» **Given passage**
The iterative method is applied to Equation (6) for different ${\gamma }_j$, ${\psi }_j$ combinations. The success criterion of the iteration is to obtain minimum angular variations at the joints that connect links 2 and 3, 3 and 4, and 1 and 4 for acceptable link lengths.

$${\theta }_{34}^{\prime }={\theta }_4-{\theta }_3$$

(9)

$${\theta }_{34}^{″}=({\theta }_4+{\psi }_2)-({\theta }_3+{\gamma }_2)$$

(10)

$${\theta }_{34}^{‴}=({\theta }_4+{\psi }_3)-({\theta }_3+{\gamma }_3)$$

(11)

where ${\theta }_{34}^{\prime }, {\theta }_{34}^{″}, {\theta }_{34}^{‴}$ represent the angle between link 3 and link 4 at position 1, 2 and 3, respectively.

As a result, the variation of ${\theta }_{34}$ from position 1 to 2 (${\theta }_{\mathrm{34,2}}$) and position 1 to 3 (${\theta }_{\mathrm{34,3}}$) can be expressed as

$${\theta }_{\mathrm{34,2}}={\theta }_{34}^{″}-{\theta }_{34}^{\prime }$$

(12)

» **Stored records**
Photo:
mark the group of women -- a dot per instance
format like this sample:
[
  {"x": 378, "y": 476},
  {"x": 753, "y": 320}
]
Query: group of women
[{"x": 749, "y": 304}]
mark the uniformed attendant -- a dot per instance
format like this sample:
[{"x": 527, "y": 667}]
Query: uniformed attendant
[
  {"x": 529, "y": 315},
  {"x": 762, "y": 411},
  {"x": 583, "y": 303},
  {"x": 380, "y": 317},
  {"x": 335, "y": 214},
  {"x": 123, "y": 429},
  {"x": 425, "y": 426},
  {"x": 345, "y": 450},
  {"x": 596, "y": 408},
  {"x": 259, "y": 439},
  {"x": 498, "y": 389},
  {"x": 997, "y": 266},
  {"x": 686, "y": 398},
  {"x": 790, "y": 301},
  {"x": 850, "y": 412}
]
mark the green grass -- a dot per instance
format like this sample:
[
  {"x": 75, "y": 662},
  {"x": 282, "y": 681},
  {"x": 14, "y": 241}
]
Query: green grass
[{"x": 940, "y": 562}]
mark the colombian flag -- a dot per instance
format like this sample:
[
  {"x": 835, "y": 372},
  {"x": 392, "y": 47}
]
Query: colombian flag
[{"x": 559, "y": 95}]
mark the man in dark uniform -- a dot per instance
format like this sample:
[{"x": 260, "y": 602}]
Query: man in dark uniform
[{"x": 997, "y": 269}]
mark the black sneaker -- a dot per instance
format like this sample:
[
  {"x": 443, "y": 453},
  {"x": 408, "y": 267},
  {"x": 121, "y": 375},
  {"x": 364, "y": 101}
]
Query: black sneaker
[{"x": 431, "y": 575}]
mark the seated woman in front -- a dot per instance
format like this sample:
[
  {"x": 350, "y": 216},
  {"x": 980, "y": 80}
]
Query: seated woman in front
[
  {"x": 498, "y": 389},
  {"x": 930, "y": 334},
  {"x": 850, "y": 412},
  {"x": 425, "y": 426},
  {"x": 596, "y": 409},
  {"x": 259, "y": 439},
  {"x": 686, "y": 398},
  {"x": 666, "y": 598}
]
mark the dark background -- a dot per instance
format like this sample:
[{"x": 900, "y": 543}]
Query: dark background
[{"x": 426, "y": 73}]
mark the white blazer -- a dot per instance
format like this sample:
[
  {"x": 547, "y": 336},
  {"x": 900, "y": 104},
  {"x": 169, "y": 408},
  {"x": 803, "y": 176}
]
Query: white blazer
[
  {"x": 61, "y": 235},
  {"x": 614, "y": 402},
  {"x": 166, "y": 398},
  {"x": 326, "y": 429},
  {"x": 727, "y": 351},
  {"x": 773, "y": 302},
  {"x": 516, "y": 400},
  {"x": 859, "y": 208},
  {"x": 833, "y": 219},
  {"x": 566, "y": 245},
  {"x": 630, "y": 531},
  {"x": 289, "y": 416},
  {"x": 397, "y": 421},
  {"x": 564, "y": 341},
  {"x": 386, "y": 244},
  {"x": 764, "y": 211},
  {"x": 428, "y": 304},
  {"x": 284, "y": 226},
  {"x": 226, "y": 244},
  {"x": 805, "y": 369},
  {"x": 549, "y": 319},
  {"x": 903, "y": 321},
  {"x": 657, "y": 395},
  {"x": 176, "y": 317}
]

» **Task objective**
Transcribe the entire passage on joint angle variations in the four-link mechanism, word for word and with every equation and equation number in place.

» **Correct answer**
The iterative method is applied to Equation (6) for different ${\gamma }_j$, ${\psi }_j$ combinations. The success criterion of the iteration is to obtain minimum angular variations at the joints that connect links 2 and 3, 3 and 4, and 1 and 4 for acceptable link lengths.

$${\theta }_{34}^{\prime }={\theta }_4-{\theta }_3$$

(9)

$${\theta }_{34}^{″}=({\theta }_4+{\psi }_2)-({\theta }_3+{\gamma }_2)$$

(10)

$${\theta }_{34}^{‴}=({\theta }_4+{\psi }_3)-({\theta }_3+{\gamma }_3)$$

(11)

where ${\theta }_{34}^{\prime }, {\theta }_{34}^{″}, {\theta }_{34}^{‴}$ represent the angle between link 3 and link 4 at position 1, 2 and 3, respectively.

As a result, the variation of ${\theta }_{34}$ from position 1 to 2 (${\theta }_{\mathrm{34,2}}$) and position 1 to 3 (${\theta }_{\mathrm{34,3}}$) can be expressed as

$${\theta }_{\mathrm{34,2}}={\theta }_{34}^{″}-{\theta }_{34}^{\prime }$$

(12)